--- TEXT BLOCK Enclosed Below ---

 In Karen, the Burmese phrases Na Ah Pa(SPDC) and Na Wa Ta (SLORC) are commonly used to refer to the Burmese government or to Burma’s state army, the Tatmadaw. Many older Karen villagers who were accustomed to using the phrase Na Wa Ta (SLORC) before 1997 continue to use that phrase, even though the SLORC has not officially existed since 1997. Similarly, despite the official dissolution of the SPDC in March 2011, many Karen villagers continue to use the phrase Na Ah Pa (SPDC) to refer to the Burmese government or to the Tatmadaw; see: "Mission Accomplished as SPDC ‘dissolved’," Myanmar Times, April 4-10th 2011. The term Na Ah Pa was used by the villager who wrote this report and "SPDC" is therefore retained in the translation of this report.
 The Karen Peace Force (KPF) was formed in February 1997 after splitting from the KNU/KNLA, and surrendering to and signing a ceasefire with the Burmese military government. The KPF controls some administrative areas in Three Pagodas Pass and operates a number of road and river checkpoints in the area of Three Pagodas Pass. After repeated rejections of Burmese government proposals to reform KPF into the Tatmadaw Border Guard, substantial elements reformed into Tatmadaw Border Guard battalions in 2010. See Mizzima Election 2010 Factsheet: KPF. However, follow-up information provided in March 2012 by the same villager who wrote this report confirmed that the branch of the KPF referred to in this report did not transform into Tatmadaw Border Guard and remains independent.

--- End of Enclosed TEXT BLOCK ---
--- RECORDS Enclosed Below ---

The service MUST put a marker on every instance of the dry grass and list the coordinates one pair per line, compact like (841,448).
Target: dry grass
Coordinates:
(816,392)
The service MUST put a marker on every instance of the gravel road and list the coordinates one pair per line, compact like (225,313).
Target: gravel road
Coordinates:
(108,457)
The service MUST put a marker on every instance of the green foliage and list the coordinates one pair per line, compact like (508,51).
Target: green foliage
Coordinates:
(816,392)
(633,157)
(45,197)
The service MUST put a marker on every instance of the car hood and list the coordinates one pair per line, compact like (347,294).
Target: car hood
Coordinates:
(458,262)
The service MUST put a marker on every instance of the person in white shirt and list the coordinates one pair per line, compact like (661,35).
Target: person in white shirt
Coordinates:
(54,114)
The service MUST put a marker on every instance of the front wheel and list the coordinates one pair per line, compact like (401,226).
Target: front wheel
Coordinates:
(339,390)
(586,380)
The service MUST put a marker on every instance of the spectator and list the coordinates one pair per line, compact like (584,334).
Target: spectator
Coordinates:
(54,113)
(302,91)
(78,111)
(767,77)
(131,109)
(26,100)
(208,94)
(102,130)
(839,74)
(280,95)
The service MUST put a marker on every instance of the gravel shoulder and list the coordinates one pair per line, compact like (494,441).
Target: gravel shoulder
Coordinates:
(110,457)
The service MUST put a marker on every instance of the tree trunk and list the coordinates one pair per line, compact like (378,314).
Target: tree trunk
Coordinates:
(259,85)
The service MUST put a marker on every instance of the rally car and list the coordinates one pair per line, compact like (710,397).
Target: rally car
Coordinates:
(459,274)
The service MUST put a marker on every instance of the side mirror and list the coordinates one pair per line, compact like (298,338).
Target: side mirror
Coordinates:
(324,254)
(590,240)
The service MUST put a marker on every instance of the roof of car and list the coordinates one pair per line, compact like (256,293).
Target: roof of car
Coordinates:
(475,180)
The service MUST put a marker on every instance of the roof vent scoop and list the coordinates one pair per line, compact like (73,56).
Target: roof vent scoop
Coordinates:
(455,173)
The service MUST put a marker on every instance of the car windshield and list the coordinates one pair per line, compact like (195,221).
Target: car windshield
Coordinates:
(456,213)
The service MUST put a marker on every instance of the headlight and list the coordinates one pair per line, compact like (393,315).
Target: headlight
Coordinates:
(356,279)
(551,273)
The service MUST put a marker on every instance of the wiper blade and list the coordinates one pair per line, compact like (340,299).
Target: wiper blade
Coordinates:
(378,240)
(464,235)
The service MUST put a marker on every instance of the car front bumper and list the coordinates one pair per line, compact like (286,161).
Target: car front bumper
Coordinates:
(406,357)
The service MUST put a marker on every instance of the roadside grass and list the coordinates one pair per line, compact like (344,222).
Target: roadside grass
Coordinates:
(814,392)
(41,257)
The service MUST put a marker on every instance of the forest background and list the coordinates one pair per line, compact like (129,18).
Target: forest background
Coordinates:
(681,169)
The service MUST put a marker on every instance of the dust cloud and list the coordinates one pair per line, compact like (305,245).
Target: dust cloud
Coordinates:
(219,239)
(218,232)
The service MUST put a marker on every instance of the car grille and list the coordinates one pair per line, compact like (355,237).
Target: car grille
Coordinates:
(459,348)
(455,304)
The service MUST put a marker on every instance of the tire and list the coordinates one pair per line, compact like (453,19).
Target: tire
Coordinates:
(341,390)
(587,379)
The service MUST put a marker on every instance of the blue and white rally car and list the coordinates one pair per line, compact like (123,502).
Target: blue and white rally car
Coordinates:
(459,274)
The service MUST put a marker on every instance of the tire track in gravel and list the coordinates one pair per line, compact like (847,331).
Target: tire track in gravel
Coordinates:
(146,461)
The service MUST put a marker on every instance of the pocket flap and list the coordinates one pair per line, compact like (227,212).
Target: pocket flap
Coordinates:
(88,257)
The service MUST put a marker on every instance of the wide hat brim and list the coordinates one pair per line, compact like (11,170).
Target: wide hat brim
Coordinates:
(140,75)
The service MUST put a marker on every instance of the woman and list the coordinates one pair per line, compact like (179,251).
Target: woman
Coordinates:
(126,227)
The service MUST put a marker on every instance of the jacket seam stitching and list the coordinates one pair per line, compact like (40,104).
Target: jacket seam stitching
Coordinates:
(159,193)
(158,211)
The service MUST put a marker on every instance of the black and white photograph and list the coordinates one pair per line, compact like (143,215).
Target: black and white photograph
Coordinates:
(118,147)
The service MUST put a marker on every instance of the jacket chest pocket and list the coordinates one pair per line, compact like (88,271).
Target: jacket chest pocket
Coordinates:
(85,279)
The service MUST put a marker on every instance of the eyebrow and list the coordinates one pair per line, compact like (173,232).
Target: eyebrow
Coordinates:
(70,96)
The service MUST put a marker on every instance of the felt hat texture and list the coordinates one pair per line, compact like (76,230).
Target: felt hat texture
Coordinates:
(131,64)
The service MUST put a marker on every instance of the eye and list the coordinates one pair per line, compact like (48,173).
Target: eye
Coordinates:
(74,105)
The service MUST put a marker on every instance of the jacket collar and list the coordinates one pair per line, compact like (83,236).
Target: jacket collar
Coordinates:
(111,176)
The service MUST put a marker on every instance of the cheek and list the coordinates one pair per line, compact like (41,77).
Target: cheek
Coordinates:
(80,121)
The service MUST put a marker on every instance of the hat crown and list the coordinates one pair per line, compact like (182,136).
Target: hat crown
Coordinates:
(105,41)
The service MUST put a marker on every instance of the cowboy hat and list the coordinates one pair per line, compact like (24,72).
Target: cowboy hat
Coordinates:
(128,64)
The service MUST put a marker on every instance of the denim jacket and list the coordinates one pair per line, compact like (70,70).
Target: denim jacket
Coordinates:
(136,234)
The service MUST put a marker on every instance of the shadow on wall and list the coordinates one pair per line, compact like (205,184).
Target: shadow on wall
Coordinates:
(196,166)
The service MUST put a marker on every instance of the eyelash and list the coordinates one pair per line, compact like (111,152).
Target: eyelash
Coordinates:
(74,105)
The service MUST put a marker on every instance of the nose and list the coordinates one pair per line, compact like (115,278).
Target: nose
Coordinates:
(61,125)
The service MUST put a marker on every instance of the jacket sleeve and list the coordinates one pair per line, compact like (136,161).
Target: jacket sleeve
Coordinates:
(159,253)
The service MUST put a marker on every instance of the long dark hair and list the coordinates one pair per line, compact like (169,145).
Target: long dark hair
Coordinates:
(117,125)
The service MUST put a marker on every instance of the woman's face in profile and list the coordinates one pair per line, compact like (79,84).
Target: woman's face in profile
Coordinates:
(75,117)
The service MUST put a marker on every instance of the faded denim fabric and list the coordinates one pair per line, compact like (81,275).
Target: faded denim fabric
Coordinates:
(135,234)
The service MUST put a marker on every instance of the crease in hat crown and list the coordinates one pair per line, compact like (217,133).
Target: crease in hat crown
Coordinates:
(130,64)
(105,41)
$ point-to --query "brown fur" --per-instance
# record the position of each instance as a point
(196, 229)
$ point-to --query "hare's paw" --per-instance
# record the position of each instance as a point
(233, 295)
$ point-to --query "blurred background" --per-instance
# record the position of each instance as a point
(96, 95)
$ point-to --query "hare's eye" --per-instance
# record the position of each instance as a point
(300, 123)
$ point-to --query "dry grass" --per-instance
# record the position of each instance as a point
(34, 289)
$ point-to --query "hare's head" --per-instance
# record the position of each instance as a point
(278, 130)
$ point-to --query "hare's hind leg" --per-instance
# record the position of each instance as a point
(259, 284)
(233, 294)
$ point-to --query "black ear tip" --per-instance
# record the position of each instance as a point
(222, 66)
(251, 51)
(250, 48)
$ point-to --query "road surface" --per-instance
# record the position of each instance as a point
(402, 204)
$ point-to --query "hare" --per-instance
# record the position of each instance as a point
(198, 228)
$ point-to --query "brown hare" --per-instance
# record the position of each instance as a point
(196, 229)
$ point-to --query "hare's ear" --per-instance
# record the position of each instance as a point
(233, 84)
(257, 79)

--- End of Enclosed RECORDS ---

EXERCISE DESCRIPTION: According to the text on Karen terms and the Karen Peace Force, when was the Karen Peace Force formed? Please answer in a few words. Nothing in the records is needed for this.

OUTPUT FOR THIS EXERCISE: In February 1997.